- _QUOTED PASSAGE_
--- start ---

Yep, getting bizarre out there. Judge Piquet has frozen the district’s assets until an audit can be completed. Fair enough. (The various breach of contract lawsuits will probably turn into some version of Charles Dicken’s Bleak House, and the CSD will remain mired in The Courts of Chancery for generations!) The RWQCB claims they’re vitally interested in getting a sewer project built and so has slapped CDOs on the community, a move that does absolutely nothing to get a sewer project built, but instead drains away resources, time, money, community focus. The CDOs are presently on hold while the RWQCB sorts through a raft of “unintended consequences” deriving from their ill-considered, hasty actions. . A group calling themselves Taxpayers Watch claims, among other things, that the CSD is wasting money on too many legal bills, so it sues the district, thereby – yes, you guessed it -- causing them to spend even more money on legal bills. That same group has spearheaded a Dissolve the CSD movement, implying that if the county takes over Los Osos, everyone will be safe from the furies of the RWQCB’s CDO. (False, they won’t be, according to the RWQCB’s own official statements.) And further implying that the county will simply step in and Poof! Tri-W will magically appear in the giant hole in the ground and Los Osos will once again have a sewer plant in the middle of town and all will be well. All this implication going on, yet there’s no indication from the county that it wants its red-haired step child back, trailing all it’s woes and lawsuits and liabilities. And no indication that county engineering would even sign off on a re-started Tri W and no indication that any new State Revolving Fund Loan could be used since the new rules applying to any new loans require that wastewater treatment plants be “sustainable” and Tri W never was, so who knows how that would play out . . . . in court . . . . again, thereby delaying any treatment plant moving ahead for years. Is this all getting too deja vuish for you?

--- end ---

- _TASK_
Reproduce the above commentary on the Los Osos sewer dispute in full, word for word and without any changes.

- _DATA SUPPLIED_
--- start ---

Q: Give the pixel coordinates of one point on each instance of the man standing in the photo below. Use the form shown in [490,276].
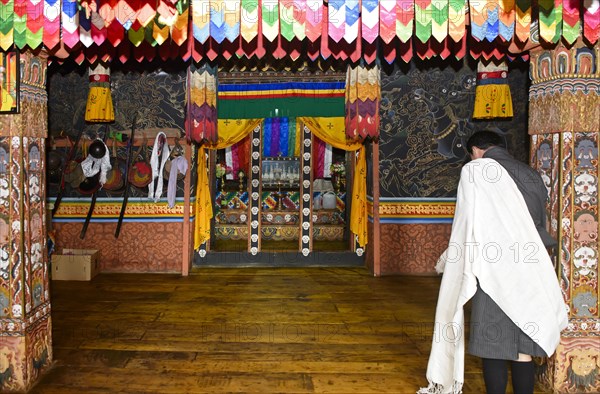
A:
[497,256]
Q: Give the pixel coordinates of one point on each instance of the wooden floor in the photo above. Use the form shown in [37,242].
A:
[300,330]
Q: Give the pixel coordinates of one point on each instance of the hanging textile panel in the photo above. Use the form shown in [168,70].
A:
[202,104]
[285,99]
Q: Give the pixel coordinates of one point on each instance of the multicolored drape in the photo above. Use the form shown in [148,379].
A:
[280,100]
[363,93]
[347,30]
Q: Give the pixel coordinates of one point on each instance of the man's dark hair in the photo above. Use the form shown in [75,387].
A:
[483,139]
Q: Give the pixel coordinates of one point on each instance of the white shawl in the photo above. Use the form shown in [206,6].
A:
[493,240]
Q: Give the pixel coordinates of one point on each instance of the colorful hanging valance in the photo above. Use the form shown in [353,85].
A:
[285,99]
[363,93]
[345,29]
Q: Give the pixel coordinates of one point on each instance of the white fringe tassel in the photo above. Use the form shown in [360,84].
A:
[436,388]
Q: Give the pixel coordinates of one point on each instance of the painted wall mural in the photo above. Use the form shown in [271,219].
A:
[163,95]
[426,121]
[25,323]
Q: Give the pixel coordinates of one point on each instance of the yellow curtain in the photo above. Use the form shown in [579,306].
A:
[231,131]
[333,132]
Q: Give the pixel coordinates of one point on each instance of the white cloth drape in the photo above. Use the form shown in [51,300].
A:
[493,240]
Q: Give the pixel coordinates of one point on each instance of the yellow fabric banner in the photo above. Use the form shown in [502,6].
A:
[203,202]
[333,132]
[230,132]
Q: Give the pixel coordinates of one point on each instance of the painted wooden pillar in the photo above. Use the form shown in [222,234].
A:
[25,324]
[564,123]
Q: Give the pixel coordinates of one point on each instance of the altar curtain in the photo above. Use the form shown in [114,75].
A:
[230,132]
[332,131]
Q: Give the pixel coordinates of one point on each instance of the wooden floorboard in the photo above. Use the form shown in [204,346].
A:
[250,330]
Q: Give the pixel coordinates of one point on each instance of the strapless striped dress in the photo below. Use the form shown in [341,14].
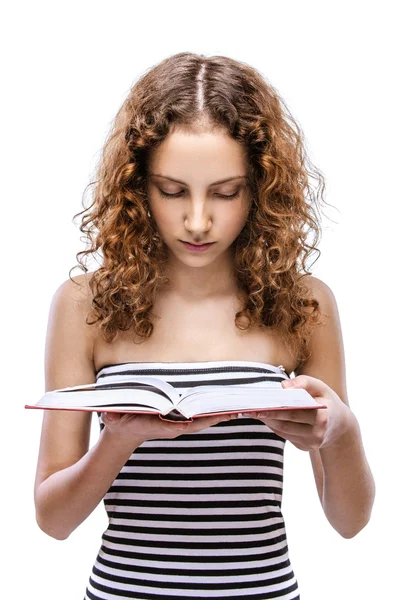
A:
[198,516]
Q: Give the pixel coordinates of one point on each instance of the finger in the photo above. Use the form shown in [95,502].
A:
[299,416]
[315,387]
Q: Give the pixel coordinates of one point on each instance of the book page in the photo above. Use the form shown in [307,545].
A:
[217,398]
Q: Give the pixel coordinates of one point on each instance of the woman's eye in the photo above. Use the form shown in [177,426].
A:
[178,194]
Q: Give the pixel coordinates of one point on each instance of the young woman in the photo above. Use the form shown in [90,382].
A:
[202,212]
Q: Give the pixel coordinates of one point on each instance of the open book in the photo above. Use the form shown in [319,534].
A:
[150,395]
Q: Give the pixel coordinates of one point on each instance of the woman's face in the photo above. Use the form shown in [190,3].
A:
[191,166]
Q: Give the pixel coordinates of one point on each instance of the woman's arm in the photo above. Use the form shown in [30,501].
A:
[343,477]
[71,480]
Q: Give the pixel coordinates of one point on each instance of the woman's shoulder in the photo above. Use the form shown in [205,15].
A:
[70,306]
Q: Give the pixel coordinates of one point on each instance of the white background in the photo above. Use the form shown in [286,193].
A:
[343,70]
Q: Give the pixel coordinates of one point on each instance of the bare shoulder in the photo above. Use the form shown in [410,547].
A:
[68,330]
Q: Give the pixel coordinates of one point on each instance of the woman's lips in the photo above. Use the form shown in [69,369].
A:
[197,248]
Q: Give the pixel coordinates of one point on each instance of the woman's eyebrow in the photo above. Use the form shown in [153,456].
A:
[183,183]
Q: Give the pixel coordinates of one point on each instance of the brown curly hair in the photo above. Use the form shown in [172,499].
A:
[272,249]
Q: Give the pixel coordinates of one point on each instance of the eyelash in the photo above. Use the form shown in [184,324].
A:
[166,195]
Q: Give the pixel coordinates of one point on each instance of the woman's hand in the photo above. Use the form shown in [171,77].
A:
[138,428]
[310,429]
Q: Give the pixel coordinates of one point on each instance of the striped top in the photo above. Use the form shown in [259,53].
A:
[198,516]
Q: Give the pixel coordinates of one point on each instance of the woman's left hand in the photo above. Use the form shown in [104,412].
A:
[310,429]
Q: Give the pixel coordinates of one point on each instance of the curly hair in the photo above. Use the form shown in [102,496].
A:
[273,247]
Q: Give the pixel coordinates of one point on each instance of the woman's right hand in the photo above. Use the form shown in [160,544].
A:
[138,428]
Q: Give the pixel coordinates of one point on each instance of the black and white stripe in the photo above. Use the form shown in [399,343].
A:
[198,516]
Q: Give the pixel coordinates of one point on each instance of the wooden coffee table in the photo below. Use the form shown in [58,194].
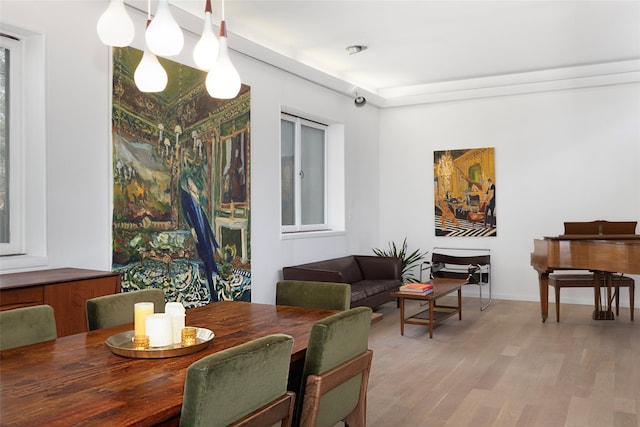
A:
[435,313]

--- end ---

- _FINISHED TASK_
Yep, getting bizarre out there. Judge Piquet has frozen the district’s assets until an audit can be completed. Fair enough. (The various breach of contract lawsuits will probably turn into some version of Charles Dicken’s Bleak House, and the CSD will remain mired in The Courts of Chancery for generations!) The RWQCB claims they’re vitally interested in getting a sewer project built and so has slapped CDOs on the community, a move that does absolutely nothing to get a sewer project built, but instead drains away resources, time, money, community focus. The CDOs are presently on hold while the RWQCB sorts through a raft of “unintended consequences” deriving from their ill-considered, hasty actions. . A group calling themselves Taxpayers Watch claims, among other things, that the CSD is wasting money on too many legal bills, so it sues the district, thereby – yes, you guessed it -- causing them to spend even more money on legal bills. That same group has spearheaded a Dissolve the CSD movement, implying that if the county takes over Los Osos, everyone will be safe from the furies of the RWQCB’s CDO. (False, they won’t be, according to the RWQCB’s own official statements.) And further implying that the county will simply step in and Poof! Tri-W will magically appear in the giant hole in the ground and Los Osos will once again have a sewer plant in the middle of town and all will be well. All this implication going on, yet there’s no indication from the county that it wants its red-haired step child back, trailing all it’s woes and lawsuits and liabilities. And no indication that county engineering would even sign off on a re-started Tri W and no indication that any new State Revolving Fund Loan could be used since the new rules applying to any new loans require that wastewater treatment plants be “sustainable” and Tri W never was, so who knows how that would play out . . . . in court . . . . again, thereby delaying any treatment plant moving ahead for years. Is this all getting too deja vuish for you?